Exercise goal
Reproduce the entries below word for word, from the start of the entries down through the line that contains "[329,138,474,232]", and leave the pictures out of your copy.
━━ Input ━━
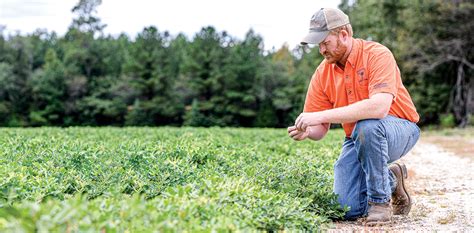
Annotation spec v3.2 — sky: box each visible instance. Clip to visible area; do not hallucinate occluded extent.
[0,0,340,50]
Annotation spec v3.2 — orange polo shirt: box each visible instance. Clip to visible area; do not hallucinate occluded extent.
[304,39,420,137]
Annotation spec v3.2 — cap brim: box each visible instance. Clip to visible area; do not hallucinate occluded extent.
[301,31,329,45]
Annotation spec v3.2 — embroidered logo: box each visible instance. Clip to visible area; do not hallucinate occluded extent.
[357,68,368,85]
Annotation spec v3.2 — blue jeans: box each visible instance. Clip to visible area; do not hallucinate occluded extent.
[334,115,420,219]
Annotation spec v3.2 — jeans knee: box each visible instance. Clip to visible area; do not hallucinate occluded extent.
[352,119,380,143]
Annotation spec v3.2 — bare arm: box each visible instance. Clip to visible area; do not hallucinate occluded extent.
[288,124,330,141]
[295,93,393,131]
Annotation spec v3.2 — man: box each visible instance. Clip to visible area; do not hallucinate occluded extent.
[288,8,420,225]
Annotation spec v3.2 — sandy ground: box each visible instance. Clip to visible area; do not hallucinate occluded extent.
[329,138,474,232]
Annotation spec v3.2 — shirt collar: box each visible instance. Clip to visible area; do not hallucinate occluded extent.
[347,38,360,68]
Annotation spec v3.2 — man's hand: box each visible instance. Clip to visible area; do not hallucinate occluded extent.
[295,112,327,132]
[288,126,309,141]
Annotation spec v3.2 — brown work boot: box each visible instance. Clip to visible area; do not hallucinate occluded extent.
[388,163,411,215]
[365,202,392,226]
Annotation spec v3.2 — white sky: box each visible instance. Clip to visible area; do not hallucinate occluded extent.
[0,0,340,50]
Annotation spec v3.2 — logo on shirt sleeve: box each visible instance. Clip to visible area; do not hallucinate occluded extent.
[357,68,369,86]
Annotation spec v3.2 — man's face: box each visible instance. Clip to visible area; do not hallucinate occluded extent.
[319,33,347,64]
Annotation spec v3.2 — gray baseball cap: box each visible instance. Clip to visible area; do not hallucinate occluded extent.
[301,8,350,45]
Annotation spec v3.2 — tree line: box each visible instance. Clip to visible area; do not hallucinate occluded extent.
[0,0,474,127]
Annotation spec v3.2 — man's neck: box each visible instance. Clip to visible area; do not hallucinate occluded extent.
[336,38,352,70]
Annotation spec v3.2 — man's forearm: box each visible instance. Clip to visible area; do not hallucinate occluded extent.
[320,94,390,123]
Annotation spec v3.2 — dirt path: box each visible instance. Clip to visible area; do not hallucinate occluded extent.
[331,140,474,232]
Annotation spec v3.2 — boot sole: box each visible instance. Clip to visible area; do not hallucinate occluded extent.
[394,163,412,215]
[365,221,392,227]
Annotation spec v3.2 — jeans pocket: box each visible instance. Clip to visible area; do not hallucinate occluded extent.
[400,125,420,157]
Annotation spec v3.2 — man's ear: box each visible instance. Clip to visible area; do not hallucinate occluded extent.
[339,29,349,42]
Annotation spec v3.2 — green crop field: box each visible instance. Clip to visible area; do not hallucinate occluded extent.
[0,127,343,232]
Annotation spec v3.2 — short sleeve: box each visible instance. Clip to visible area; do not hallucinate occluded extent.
[369,49,400,99]
[303,70,333,112]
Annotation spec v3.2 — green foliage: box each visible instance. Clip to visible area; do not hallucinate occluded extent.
[439,114,456,128]
[0,127,344,232]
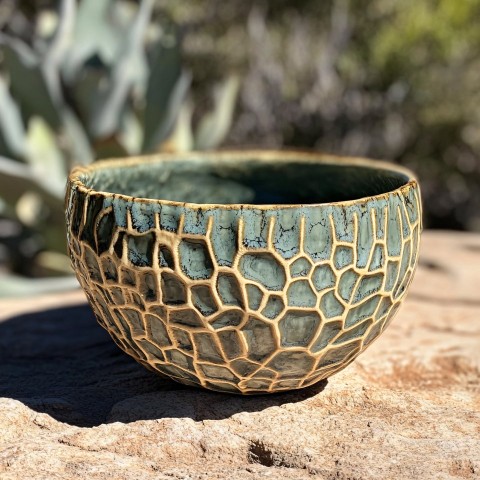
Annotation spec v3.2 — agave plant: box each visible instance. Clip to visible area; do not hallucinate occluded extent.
[0,0,239,295]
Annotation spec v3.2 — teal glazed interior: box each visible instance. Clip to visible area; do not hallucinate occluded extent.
[67,152,422,394]
[83,156,409,205]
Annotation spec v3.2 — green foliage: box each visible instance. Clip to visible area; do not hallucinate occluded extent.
[0,0,237,288]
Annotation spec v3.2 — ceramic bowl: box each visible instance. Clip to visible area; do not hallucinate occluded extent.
[67,151,422,394]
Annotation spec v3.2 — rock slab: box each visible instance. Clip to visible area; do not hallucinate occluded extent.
[0,232,480,480]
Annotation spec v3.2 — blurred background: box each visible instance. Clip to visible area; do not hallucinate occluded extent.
[0,0,480,296]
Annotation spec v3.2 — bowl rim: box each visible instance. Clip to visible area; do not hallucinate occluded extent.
[67,149,419,210]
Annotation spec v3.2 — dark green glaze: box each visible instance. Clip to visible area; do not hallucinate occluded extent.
[67,152,421,393]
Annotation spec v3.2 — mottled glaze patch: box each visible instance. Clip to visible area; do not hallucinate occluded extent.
[67,153,421,393]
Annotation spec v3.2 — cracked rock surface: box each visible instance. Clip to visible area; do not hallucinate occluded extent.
[0,232,480,480]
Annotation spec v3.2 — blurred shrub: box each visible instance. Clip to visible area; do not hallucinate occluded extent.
[0,0,239,288]
[168,0,480,231]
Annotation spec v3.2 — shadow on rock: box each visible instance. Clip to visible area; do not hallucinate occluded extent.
[0,305,327,427]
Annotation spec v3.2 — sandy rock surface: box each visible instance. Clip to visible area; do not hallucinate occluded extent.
[0,232,480,480]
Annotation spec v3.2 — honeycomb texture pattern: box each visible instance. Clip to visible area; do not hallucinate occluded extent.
[67,180,421,394]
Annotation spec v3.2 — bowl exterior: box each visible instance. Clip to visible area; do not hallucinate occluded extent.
[66,165,422,394]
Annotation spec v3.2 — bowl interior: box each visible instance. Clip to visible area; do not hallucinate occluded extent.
[79,155,410,205]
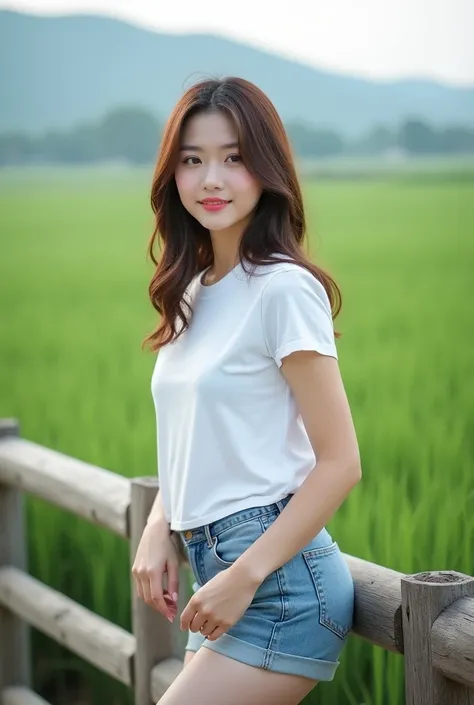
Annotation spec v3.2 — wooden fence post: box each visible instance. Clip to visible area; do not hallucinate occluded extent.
[401,571,474,705]
[130,477,187,705]
[0,419,31,693]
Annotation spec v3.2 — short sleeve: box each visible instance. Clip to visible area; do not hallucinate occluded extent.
[262,265,337,367]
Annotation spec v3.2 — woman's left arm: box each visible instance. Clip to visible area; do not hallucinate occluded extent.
[231,350,362,585]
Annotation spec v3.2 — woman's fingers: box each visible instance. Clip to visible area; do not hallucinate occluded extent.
[166,561,179,603]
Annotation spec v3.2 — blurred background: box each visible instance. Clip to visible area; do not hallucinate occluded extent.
[0,0,474,705]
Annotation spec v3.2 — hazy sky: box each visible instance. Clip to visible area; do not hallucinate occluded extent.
[0,0,474,85]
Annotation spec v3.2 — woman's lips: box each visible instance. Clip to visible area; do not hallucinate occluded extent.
[199,198,230,212]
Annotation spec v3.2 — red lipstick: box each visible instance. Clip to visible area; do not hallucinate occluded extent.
[199,198,230,212]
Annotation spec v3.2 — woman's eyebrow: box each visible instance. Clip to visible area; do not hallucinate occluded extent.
[180,142,239,152]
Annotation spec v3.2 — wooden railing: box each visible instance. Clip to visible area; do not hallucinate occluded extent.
[0,419,474,705]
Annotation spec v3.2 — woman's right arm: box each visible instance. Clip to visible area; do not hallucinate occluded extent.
[132,491,179,622]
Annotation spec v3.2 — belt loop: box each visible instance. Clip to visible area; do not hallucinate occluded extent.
[276,499,285,514]
[204,524,214,548]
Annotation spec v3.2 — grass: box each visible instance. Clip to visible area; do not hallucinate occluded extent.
[0,165,474,705]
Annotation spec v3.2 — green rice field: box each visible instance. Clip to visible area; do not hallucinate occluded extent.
[0,161,474,705]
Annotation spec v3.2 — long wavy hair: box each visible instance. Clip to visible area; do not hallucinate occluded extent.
[143,77,341,351]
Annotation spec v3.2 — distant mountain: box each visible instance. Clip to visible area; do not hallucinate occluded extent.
[0,11,474,136]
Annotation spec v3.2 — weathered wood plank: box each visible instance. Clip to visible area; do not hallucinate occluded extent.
[0,436,130,536]
[0,686,49,705]
[151,658,183,703]
[344,554,403,654]
[431,597,474,688]
[130,477,186,705]
[0,567,135,685]
[0,419,31,691]
[402,571,474,705]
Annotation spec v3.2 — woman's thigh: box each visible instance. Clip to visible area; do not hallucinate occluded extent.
[159,649,316,705]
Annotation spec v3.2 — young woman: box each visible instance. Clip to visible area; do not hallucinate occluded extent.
[132,78,361,705]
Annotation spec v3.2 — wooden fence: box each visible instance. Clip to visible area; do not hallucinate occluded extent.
[0,419,474,705]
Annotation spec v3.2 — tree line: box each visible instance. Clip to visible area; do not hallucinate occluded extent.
[0,107,474,166]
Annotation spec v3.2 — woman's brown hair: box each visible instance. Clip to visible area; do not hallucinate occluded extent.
[144,77,341,351]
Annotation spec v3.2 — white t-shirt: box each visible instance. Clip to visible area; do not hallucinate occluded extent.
[151,254,337,531]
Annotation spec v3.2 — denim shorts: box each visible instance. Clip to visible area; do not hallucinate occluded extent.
[180,495,354,681]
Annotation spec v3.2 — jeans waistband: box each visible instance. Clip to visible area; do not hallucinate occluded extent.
[178,494,293,546]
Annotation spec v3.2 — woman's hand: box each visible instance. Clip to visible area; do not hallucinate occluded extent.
[181,567,258,641]
[132,523,179,622]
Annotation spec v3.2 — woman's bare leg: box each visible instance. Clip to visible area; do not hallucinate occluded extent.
[158,648,316,705]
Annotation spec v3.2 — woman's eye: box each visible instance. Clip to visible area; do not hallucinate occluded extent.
[183,157,201,164]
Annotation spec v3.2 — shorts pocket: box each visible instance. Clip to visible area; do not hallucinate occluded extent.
[302,541,354,639]
[210,517,264,568]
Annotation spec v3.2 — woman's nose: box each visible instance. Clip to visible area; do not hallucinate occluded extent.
[204,164,223,190]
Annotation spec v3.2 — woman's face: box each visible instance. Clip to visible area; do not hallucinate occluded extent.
[175,111,262,234]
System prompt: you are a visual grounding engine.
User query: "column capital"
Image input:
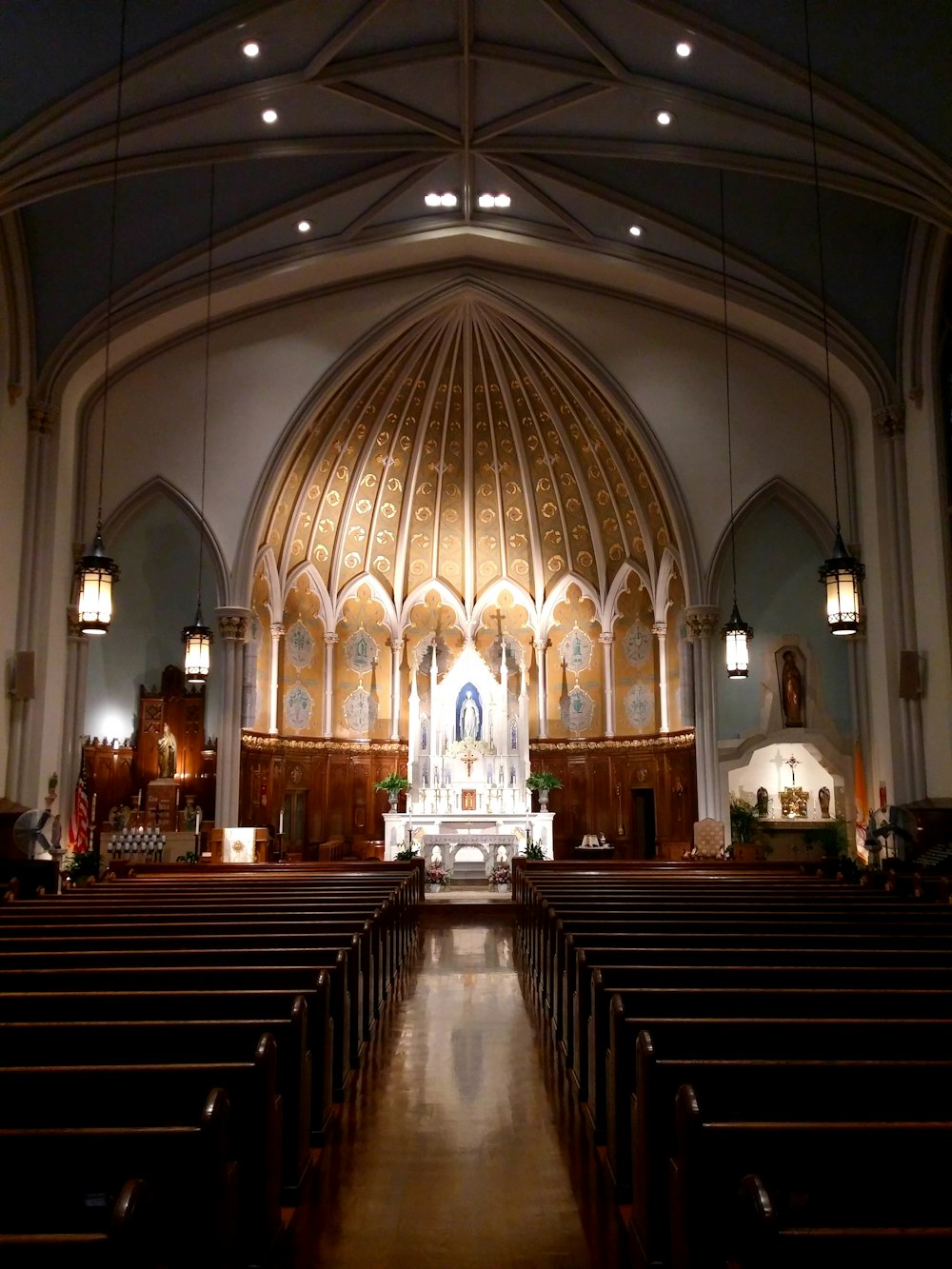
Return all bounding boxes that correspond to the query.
[214,608,251,644]
[27,401,60,437]
[684,605,721,638]
[873,403,906,437]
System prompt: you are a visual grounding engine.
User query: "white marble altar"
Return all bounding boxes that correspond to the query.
[384,622,553,868]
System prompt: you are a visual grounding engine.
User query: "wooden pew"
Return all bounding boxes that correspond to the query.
[0,1089,237,1269]
[734,1174,952,1269]
[670,1083,952,1269]
[0,1180,159,1269]
[0,996,317,1182]
[0,988,327,1180]
[0,953,350,1100]
[0,1033,282,1264]
[580,965,952,1143]
[626,1019,952,1262]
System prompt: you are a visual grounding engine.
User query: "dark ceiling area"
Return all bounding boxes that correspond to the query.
[0,0,952,376]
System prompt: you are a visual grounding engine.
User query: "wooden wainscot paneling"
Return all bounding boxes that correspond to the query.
[240,731,407,858]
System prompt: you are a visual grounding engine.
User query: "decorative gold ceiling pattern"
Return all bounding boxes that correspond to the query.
[268,296,673,606]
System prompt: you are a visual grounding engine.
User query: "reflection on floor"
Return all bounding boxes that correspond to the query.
[296,908,629,1269]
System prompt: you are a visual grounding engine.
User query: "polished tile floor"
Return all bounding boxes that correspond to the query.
[294,908,622,1269]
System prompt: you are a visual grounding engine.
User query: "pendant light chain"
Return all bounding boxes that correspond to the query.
[182,164,214,684]
[717,169,754,679]
[803,0,865,636]
[198,164,214,608]
[717,168,738,606]
[803,0,841,533]
[96,0,126,529]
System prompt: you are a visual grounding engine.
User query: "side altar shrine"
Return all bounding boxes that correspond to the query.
[384,629,553,872]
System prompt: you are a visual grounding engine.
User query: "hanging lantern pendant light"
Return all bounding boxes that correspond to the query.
[721,599,754,679]
[182,602,212,684]
[719,171,754,679]
[820,525,865,635]
[76,523,119,635]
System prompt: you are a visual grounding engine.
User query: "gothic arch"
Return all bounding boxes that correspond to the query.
[103,476,229,608]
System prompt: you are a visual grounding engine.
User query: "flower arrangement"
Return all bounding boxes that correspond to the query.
[373,771,410,793]
[426,864,449,885]
[526,771,563,792]
[446,739,494,758]
[488,863,513,885]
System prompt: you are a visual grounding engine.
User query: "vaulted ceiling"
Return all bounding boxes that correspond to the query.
[0,0,952,387]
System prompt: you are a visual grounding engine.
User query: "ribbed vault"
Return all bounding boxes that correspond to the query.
[267,293,677,609]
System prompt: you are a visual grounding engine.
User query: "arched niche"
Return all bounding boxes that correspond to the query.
[83,483,221,739]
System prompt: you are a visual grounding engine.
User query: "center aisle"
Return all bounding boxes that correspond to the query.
[296,911,626,1269]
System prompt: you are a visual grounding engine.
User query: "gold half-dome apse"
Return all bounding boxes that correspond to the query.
[267,296,673,608]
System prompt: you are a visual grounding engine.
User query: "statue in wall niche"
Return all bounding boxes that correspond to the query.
[159,722,179,781]
[781,648,803,727]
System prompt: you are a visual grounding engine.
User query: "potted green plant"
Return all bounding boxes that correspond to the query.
[373,771,410,811]
[731,793,761,863]
[426,863,449,893]
[488,862,513,891]
[526,771,563,811]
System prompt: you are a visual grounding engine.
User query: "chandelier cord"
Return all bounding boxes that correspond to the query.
[96,0,126,533]
[197,164,214,610]
[803,0,841,537]
[717,168,738,608]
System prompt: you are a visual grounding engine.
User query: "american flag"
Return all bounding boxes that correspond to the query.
[68,771,89,854]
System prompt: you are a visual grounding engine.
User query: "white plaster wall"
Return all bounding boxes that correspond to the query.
[84,270,845,602]
[0,386,27,796]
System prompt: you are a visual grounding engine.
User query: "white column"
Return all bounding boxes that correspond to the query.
[532,638,548,740]
[684,605,721,820]
[268,622,285,736]
[389,638,404,748]
[324,635,338,737]
[60,609,89,802]
[214,608,251,828]
[598,632,614,736]
[651,622,671,731]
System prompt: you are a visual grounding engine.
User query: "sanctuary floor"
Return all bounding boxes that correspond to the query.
[294,903,627,1269]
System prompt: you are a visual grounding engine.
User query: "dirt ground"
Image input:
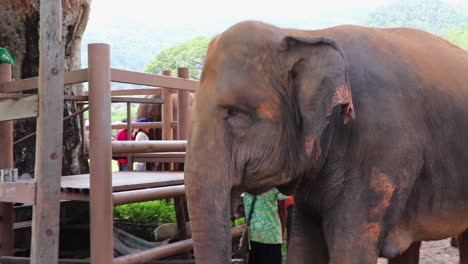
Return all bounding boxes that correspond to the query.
[377,239,458,264]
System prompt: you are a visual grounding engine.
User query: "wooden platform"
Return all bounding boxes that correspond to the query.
[61,171,184,200]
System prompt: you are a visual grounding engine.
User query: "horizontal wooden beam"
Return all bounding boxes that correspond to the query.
[112,185,185,206]
[111,87,161,96]
[108,121,177,129]
[0,182,36,204]
[62,94,164,104]
[0,95,38,121]
[0,69,88,93]
[112,140,187,154]
[110,69,198,92]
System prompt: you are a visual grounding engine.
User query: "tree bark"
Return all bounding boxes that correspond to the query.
[0,0,91,175]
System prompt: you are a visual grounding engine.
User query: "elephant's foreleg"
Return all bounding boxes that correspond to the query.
[457,229,468,264]
[287,202,328,264]
[388,241,421,264]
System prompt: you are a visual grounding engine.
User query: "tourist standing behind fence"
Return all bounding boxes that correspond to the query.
[244,188,288,264]
[134,117,149,171]
[116,119,135,171]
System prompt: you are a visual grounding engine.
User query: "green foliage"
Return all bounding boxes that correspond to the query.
[447,23,468,50]
[114,200,176,226]
[364,0,468,36]
[145,37,213,79]
[234,217,245,226]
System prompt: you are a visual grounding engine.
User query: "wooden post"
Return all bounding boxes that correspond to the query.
[161,71,174,170]
[123,102,133,171]
[88,44,114,264]
[174,68,190,249]
[177,68,190,140]
[31,0,64,264]
[161,71,174,140]
[0,63,14,256]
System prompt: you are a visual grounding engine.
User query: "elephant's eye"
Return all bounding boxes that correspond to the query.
[227,108,238,117]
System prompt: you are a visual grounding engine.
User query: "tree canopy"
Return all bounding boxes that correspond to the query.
[145,37,213,79]
[145,0,468,79]
[364,0,468,37]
━━━
Result
Annotation spec v3.2 — sky: box each visible instance. Clip to visible area; do not hallucinate occluded extent.
[0,0,340,50]
Annotation spec v3.2 — orange polo shirt: box each visible instance. Clip to visible area; do not hallucinate occluded extent.
[304,39,420,137]
Annotation spec v3.2 — cap brim: box each visible instance. Clip to visible area; do not hallucinate occluded extent.
[301,31,329,45]
Annotation spec v3.2 — embroidered logo: box each visible instance. Clip to visible area; do not hallucinate occluded extent.
[357,68,368,85]
Annotation spec v3.2 — blue jeans: box each visible instance. Clip to visible area; do not hallucinate occluded extent.
[334,115,420,219]
Annotation spec v3.2 — jeans knee: box each visible instance. Clip to visible area; do not hallucinate occluded extent.
[352,119,380,143]
Annotation spec v3.2 — bare arm: box each visible instance. Clip to visible area; do not hallucinate occluded extent.
[288,124,330,141]
[295,93,393,131]
Annotation spec v3.2 — man: box each visible instance. Clip to visible area; do not hallucinate occluded extent.
[288,8,420,225]
Annotation spec v3.2 — sandy ground: box each visible instance. Clip to visible area; do not hallucinate occluded extent.
[329,138,474,232]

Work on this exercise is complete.